Entries from a dataset:

— BEGIN —

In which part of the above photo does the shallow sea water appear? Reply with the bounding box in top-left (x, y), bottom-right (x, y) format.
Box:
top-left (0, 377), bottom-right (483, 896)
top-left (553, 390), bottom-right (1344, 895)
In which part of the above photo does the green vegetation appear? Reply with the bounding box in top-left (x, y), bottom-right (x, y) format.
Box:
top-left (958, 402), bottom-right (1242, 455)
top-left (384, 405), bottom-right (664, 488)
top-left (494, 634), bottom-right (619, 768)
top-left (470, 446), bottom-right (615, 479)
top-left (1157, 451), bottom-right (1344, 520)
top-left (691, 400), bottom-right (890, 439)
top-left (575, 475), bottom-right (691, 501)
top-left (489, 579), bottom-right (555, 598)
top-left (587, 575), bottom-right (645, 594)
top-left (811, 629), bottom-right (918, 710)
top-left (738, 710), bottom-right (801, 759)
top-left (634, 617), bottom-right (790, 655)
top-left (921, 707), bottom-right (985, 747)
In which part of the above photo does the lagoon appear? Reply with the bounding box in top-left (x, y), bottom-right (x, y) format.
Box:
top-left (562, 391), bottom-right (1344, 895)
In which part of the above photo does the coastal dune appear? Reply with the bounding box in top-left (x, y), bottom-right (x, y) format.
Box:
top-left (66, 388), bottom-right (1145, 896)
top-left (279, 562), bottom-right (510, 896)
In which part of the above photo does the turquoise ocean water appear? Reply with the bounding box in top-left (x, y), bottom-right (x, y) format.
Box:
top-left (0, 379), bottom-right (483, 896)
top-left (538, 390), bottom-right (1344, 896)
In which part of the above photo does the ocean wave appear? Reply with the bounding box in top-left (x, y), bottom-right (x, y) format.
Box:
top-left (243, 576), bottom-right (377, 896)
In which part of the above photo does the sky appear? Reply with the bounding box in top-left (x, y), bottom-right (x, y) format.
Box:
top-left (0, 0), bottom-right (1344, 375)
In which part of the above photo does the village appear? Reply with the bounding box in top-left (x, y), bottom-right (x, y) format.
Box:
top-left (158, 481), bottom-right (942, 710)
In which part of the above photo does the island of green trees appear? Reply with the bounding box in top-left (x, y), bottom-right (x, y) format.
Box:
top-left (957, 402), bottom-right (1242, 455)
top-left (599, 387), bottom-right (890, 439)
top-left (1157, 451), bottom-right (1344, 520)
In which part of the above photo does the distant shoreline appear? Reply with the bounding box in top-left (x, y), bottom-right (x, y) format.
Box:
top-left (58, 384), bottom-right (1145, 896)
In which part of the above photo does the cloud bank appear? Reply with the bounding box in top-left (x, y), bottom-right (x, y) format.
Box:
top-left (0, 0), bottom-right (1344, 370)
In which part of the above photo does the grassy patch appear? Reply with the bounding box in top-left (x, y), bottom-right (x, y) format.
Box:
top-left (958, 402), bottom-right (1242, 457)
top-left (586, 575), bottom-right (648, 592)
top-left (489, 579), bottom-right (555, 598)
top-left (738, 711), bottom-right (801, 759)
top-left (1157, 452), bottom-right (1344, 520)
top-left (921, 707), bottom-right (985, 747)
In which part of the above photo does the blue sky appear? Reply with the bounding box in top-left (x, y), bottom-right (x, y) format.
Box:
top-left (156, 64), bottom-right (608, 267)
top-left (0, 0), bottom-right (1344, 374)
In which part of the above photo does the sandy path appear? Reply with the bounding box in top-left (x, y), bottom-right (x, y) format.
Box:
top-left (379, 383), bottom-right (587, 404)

— END —

**Problem statement**
Duplicate every one of the entries above, reproducing each line precisely as it appears.

**The solution**
In which part of the above photo does the shallow sea water appear? Reply with the bounding box in top-left (x, y), bottom-right (x, y) format.
Box:
top-left (0, 377), bottom-right (483, 896)
top-left (553, 390), bottom-right (1344, 895)
In which part of the above photo does the green vegetation appear? Reply with the bounding box in top-left (x, y), bottom-right (x, y) format.
Box:
top-left (958, 402), bottom-right (1242, 455)
top-left (384, 405), bottom-right (664, 488)
top-left (494, 634), bottom-right (619, 768)
top-left (470, 446), bottom-right (615, 479)
top-left (1157, 451), bottom-right (1344, 520)
top-left (691, 400), bottom-right (890, 439)
top-left (575, 475), bottom-right (691, 501)
top-left (489, 579), bottom-right (555, 598)
top-left (587, 575), bottom-right (645, 594)
top-left (811, 629), bottom-right (918, 710)
top-left (738, 710), bottom-right (801, 759)
top-left (634, 617), bottom-right (790, 655)
top-left (921, 707), bottom-right (985, 747)
In which part of the above photo does the lagoon appear? Reply with the bounding box in top-left (x, y), bottom-right (x, y) format.
Box:
top-left (562, 391), bottom-right (1344, 895)
In which part of the above photo does the coastal dune appear? Reply with the bounding box in top-left (x, y), bottom-right (x, y) format.
Box:
top-left (66, 388), bottom-right (1145, 896)
top-left (279, 562), bottom-right (510, 896)
In which part of the above photo does the turquoise ocean water appear? Reply with the bounding box in top-left (x, y), bottom-right (x, y) format.
Box:
top-left (0, 379), bottom-right (483, 896)
top-left (538, 390), bottom-right (1344, 896)
In which part of the above photo does the ocean wave appear? Reply with the bounding box in top-left (x, y), bottom-right (x, y) format.
Box:
top-left (243, 576), bottom-right (377, 896)
In which part of the above photo does the sky appear? Reply with the bounding box in top-left (x, y), bottom-right (x, y) format.
Box:
top-left (0, 0), bottom-right (1344, 375)
In which part of the above photo does the village appear? Reply with the bounding box in top-left (x, y), bottom-right (x, y) format.
Box:
top-left (158, 481), bottom-right (942, 710)
In which part of the above photo does the island of green trees appear? Reply with the bounding box in top-left (x, y), bottom-right (x, y) format.
Box:
top-left (957, 402), bottom-right (1242, 455)
top-left (599, 387), bottom-right (890, 439)
top-left (1157, 451), bottom-right (1344, 520)
In which part of the above photo does the distant shoreline appear? Reply with the bounding box in top-left (x, y), bottom-right (x, y) format.
Box:
top-left (58, 384), bottom-right (1145, 896)
In which part of the above photo does the cloud bank appear? Reply with the bounding box in top-left (x, y), bottom-right (x, y) format.
Box:
top-left (0, 0), bottom-right (1344, 370)
In which part of the above photo does the grassy patch appear? Reply with the bounding box in top-left (x, y), bottom-right (x, y) format.
Box:
top-left (958, 402), bottom-right (1242, 457)
top-left (586, 575), bottom-right (648, 592)
top-left (489, 579), bottom-right (555, 598)
top-left (738, 711), bottom-right (801, 759)
top-left (1157, 452), bottom-right (1344, 520)
top-left (921, 707), bottom-right (985, 747)
In which part of the above photo does the blue sky appear? Reply with the bounding box in top-left (x, y), bottom-right (x, y) format.
Box:
top-left (156, 64), bottom-right (608, 267)
top-left (0, 0), bottom-right (1344, 374)
In which part of the above photo does the sandy path appear? Reply with the bounding box in top-left (x, y), bottom-right (x, y) format.
Box:
top-left (379, 383), bottom-right (587, 404)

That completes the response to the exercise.